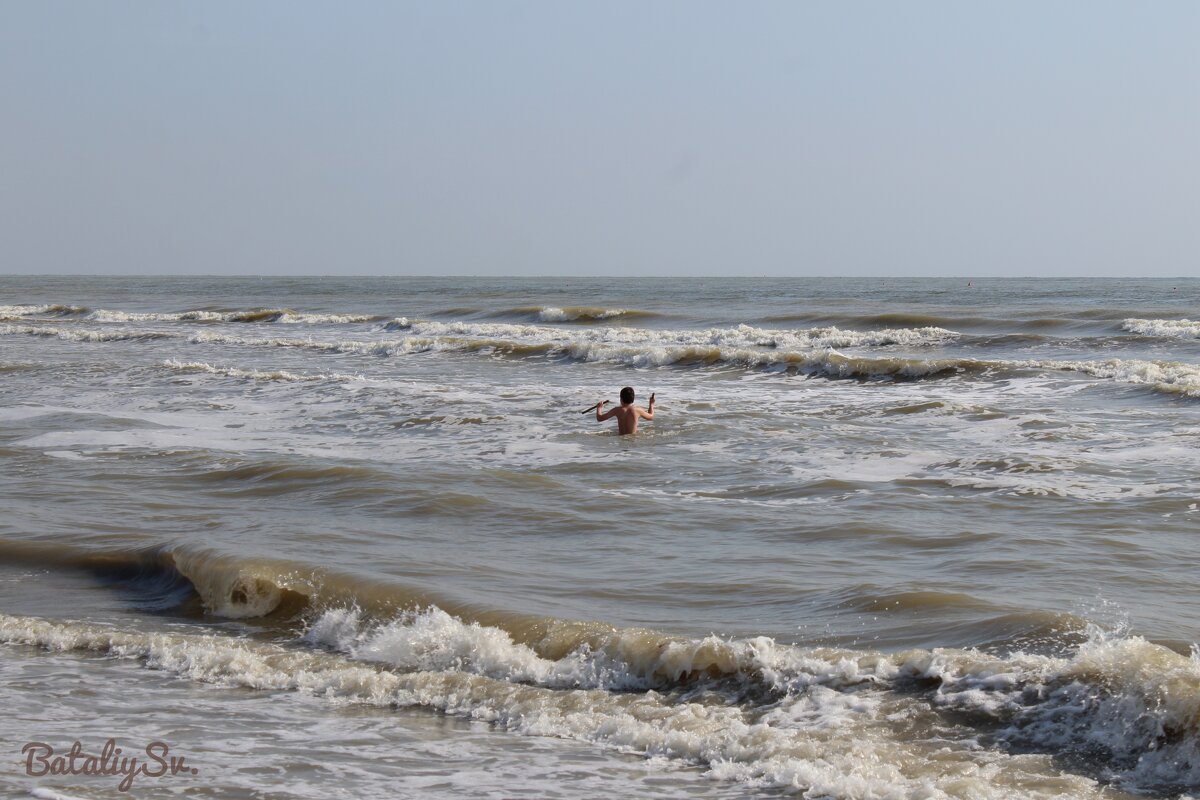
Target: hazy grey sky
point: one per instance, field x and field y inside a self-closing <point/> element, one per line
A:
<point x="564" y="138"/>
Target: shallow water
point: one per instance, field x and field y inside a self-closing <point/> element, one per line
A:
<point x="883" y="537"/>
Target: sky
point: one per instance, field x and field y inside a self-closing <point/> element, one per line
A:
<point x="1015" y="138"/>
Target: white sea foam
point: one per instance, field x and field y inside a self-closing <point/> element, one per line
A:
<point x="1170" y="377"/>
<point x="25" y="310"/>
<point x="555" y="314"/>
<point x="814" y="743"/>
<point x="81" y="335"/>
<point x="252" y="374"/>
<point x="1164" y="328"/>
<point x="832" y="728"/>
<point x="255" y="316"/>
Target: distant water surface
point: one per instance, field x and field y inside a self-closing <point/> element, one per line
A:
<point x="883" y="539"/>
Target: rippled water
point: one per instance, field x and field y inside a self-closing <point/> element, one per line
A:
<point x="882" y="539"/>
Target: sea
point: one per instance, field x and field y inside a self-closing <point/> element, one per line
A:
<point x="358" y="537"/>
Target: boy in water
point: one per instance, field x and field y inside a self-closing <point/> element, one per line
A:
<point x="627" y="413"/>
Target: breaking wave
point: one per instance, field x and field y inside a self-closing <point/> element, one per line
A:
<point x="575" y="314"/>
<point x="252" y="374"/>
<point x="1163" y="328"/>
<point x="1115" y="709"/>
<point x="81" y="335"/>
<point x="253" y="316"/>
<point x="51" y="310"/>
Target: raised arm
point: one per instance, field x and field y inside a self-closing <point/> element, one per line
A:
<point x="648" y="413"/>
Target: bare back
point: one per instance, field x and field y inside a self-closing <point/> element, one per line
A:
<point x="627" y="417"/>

§

Set exercise: Reproduce the material in its entirety and word for word, without the pictures.

Exercise output:
Target: hazy grey sky
point: one per instance, field x and field y inside a self-closing <point/> element, one per line
A:
<point x="564" y="138"/>
Target: shallow water
point: one per instance, field x and field y inside a self-closing <point/> element, one per line
A:
<point x="883" y="537"/>
Target: sky
point: one per instance, field x and field y inside a self-closing <point/> element, one per line
A:
<point x="1015" y="138"/>
Target: white sea foam
point: one per instance, field x and field y inside a self-closing <point/> element, one per line
A:
<point x="1170" y="377"/>
<point x="25" y="310"/>
<point x="555" y="314"/>
<point x="814" y="743"/>
<point x="81" y="335"/>
<point x="252" y="374"/>
<point x="1164" y="328"/>
<point x="832" y="728"/>
<point x="255" y="316"/>
Target: distant water surface
point: one per instance, field x and field y inside a self-closing <point/> element, one per line
A:
<point x="883" y="539"/>
Target: rippled water
point: one per instance, field x and field y inside a self-closing <point/> element, one per line
A:
<point x="882" y="539"/>
Target: sea
point: one per instance, field x and field y inside a self-closing <point/> element, one per line
A:
<point x="358" y="537"/>
Target: boy in water
point: one per instance, field x and field y inside a self-closing <point/> element, one per line
A:
<point x="627" y="413"/>
Target: breaking wave
point: one per instance, field x and field y inside a self-closing <point/> element, one per line
A:
<point x="575" y="314"/>
<point x="252" y="374"/>
<point x="1163" y="328"/>
<point x="1115" y="709"/>
<point x="81" y="335"/>
<point x="253" y="316"/>
<point x="51" y="310"/>
Target: raised arm
point: one per instance, field x and field y inside a self-closing <point/> element, one per line
A:
<point x="648" y="413"/>
Target: bare back
point: one per instance, field x and field y inside a self-closing <point/> element, one per line
A:
<point x="627" y="417"/>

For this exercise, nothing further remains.